When you output the records, match them exactly and omit any picture they include.
+++ DATA SUPPLIED +++
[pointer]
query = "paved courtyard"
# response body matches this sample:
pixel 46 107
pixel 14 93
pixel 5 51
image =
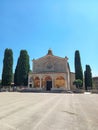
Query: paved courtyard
pixel 48 111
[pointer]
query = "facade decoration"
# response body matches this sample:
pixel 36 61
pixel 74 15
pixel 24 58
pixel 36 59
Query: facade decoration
pixel 50 72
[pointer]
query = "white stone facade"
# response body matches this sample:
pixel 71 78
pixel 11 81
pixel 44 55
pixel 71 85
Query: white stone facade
pixel 50 73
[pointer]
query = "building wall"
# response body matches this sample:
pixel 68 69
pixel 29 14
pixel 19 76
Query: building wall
pixel 95 82
pixel 50 68
pixel 50 64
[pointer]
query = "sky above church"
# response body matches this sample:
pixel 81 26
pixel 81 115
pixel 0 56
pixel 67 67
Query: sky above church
pixel 62 25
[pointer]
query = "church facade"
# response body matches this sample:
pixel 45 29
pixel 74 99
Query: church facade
pixel 51 72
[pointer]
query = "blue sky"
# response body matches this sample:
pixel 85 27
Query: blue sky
pixel 62 25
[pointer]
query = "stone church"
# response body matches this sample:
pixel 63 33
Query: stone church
pixel 51 72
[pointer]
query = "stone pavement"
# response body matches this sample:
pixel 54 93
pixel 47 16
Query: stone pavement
pixel 48 111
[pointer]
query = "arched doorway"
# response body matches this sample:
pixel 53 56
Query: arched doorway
pixel 59 82
pixel 37 82
pixel 48 80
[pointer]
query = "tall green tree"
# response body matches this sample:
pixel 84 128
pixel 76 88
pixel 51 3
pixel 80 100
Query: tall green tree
pixel 78 68
pixel 7 72
pixel 22 69
pixel 88 78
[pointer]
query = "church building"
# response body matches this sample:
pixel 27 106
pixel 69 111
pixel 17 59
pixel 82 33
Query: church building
pixel 51 72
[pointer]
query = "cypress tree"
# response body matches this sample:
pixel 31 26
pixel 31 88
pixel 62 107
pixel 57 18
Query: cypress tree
pixel 78 67
pixel 22 69
pixel 7 72
pixel 88 78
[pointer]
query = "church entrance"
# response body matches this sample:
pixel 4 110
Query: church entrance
pixel 48 85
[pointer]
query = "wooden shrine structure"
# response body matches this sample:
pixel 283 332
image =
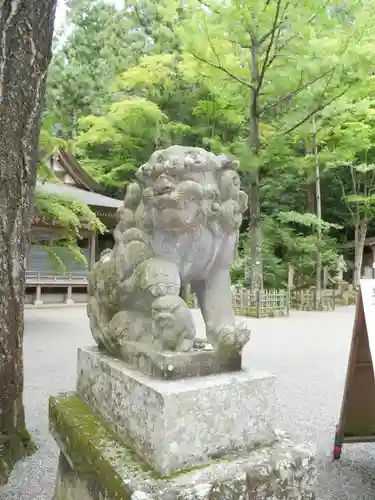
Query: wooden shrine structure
pixel 45 282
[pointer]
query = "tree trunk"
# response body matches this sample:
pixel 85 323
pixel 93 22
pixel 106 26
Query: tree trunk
pixel 359 243
pixel 26 29
pixel 255 222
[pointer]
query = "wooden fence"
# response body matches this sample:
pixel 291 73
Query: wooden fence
pixel 258 303
pixel 307 300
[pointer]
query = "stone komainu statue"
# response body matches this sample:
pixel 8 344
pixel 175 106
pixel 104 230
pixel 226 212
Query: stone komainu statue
pixel 179 225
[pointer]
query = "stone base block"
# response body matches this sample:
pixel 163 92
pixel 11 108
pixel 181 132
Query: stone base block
pixel 95 465
pixel 177 365
pixel 178 424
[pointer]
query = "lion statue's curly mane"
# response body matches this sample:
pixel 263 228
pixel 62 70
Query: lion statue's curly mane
pixel 178 225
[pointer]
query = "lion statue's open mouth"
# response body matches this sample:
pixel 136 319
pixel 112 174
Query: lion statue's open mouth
pixel 178 225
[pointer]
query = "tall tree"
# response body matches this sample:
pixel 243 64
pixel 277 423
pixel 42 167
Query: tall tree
pixel 26 30
pixel 102 41
pixel 287 57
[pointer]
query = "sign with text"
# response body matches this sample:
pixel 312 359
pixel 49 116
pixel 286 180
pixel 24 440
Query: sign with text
pixel 357 418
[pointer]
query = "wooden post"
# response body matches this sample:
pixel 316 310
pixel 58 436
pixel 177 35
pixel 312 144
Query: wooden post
pixel 258 303
pixel 69 296
pixel 38 298
pixel 325 277
pixel 290 276
pixel 92 249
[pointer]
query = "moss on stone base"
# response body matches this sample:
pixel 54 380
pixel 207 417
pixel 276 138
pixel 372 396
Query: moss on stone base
pixel 14 447
pixel 94 449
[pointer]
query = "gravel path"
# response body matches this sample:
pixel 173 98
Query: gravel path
pixel 307 352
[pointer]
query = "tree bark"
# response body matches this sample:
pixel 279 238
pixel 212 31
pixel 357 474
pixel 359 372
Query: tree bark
pixel 26 29
pixel 255 222
pixel 359 243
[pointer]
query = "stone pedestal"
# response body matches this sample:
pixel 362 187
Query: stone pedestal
pixel 127 435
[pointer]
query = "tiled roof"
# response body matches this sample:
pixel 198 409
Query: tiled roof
+++
**ANSWER TO THIS PROBLEM:**
[pointer]
query = "paved courtyard"
# response body matches this sample:
pixel 46 107
pixel 14 93
pixel 5 51
image =
Query: paved courtyard
pixel 48 111
[pointer]
query = "facade decoration"
# response body matches this sample:
pixel 36 61
pixel 74 15
pixel 24 58
pixel 36 59
Query: facade decoration
pixel 50 72
[pointer]
query = "white stone facade"
# response body matches this sample:
pixel 71 78
pixel 11 81
pixel 44 55
pixel 71 85
Query: white stone facade
pixel 50 73
[pointer]
query = "building wall"
# response body matches this sample:
pixel 68 69
pixel 29 14
pixel 19 76
Query: building wall
pixel 95 82
pixel 50 68
pixel 50 64
[pointer]
query = "sky above church"
# response body matches this sample:
pixel 81 26
pixel 81 115
pixel 0 56
pixel 67 67
Query: sky above church
pixel 62 25
[pointer]
query = "church facade"
# response body matches this sample:
pixel 45 29
pixel 74 99
Query: church facade
pixel 51 72
[pointer]
query = "blue sky"
# response body matches this sample:
pixel 85 27
Query: blue sky
pixel 62 25
[pointer]
query = "stone church"
# response body matches this sample:
pixel 63 33
Query: stone church
pixel 51 72
[pointer]
query = "stone pavement"
# response body matches this sample:
pixel 54 93
pixel 47 16
Query: stone pavement
pixel 48 111
[pointer]
query = "arched doorway"
# response body matches this sample:
pixel 53 56
Query: arched doorway
pixel 59 82
pixel 37 82
pixel 48 80
[pointer]
query = "tall green tree"
# response body matches this sample:
pixel 84 128
pixel 76 88
pixel 51 3
pixel 80 100
Query: tall green tree
pixel 78 68
pixel 7 72
pixel 22 69
pixel 88 78
[pointer]
query = "church building"
# response body matches this sample:
pixel 27 106
pixel 69 111
pixel 17 59
pixel 82 33
Query: church building
pixel 51 72
[pointer]
query = "cypress tree"
# response body matches this sample:
pixel 31 26
pixel 31 88
pixel 62 107
pixel 57 18
Query: cypress tree
pixel 78 67
pixel 22 69
pixel 7 72
pixel 88 78
[pointer]
query = "church entrance"
# response body matches this sample:
pixel 4 110
Query: church entrance
pixel 48 85
[pointer]
query = "wooden shrine structure"
# response body matches this sample:
pixel 283 332
image =
Query: wooden shrine structure
pixel 45 282
[pointer]
query = "tree trunk"
# response body matches this sample:
pixel 85 323
pixel 93 22
pixel 106 26
Query: tree trunk
pixel 359 243
pixel 26 29
pixel 255 222
[pointer]
query = "wooden fence"
# response body matches this sample:
pixel 291 73
Query: wooden fence
pixel 258 303
pixel 307 300
[pointer]
query = "stone komainu statue"
# response body matches this sample:
pixel 8 344
pixel 175 106
pixel 104 230
pixel 226 212
Query: stone komainu statue
pixel 179 225
[pointer]
query = "stone base block"
# response body matches this sample:
pixel 163 92
pixel 11 108
pixel 181 132
Query: stone base block
pixel 95 465
pixel 177 365
pixel 178 424
[pointer]
query = "lion statue's curly mane"
# response body matches this sample:
pixel 263 228
pixel 62 70
Query: lion statue's curly mane
pixel 178 225
[pointer]
query = "lion statue's open mouth"
# response body matches this sample:
pixel 136 319
pixel 112 174
Query: lion statue's open mouth
pixel 178 225
[pointer]
query = "tall tree"
# response body matches this sample:
pixel 243 64
pixel 277 423
pixel 42 167
Query: tall tree
pixel 26 30
pixel 102 41
pixel 287 57
[pointer]
query = "sign with text"
# response body matches this sample:
pixel 312 359
pixel 49 116
pixel 286 180
pixel 24 440
Query: sign with text
pixel 357 418
[pointer]
query = "wooden post"
# response body matches this sample:
pixel 316 310
pixel 58 436
pixel 177 35
pixel 312 144
Query: wooden post
pixel 258 303
pixel 69 296
pixel 38 298
pixel 325 277
pixel 290 276
pixel 92 249
[pointer]
query = "moss on stone base"
# response body matches this sample:
pixel 54 380
pixel 207 417
pixel 276 138
pixel 372 396
Query: moss on stone base
pixel 14 447
pixel 94 449
[pointer]
query = "gravel path"
# response body matches this sample:
pixel 173 98
Query: gravel path
pixel 307 352
[pointer]
query = "tree bark"
# response body matches this sample:
pixel 279 238
pixel 212 31
pixel 357 474
pixel 359 372
Query: tree bark
pixel 26 29
pixel 255 222
pixel 359 243
[pointer]
query = "stone pedestal"
# response body matches this sample:
pixel 362 187
Query: stone pedestal
pixel 127 435
[pointer]
query = "tiled roof"
# response body matches this sample:
pixel 198 409
Query: tiled roof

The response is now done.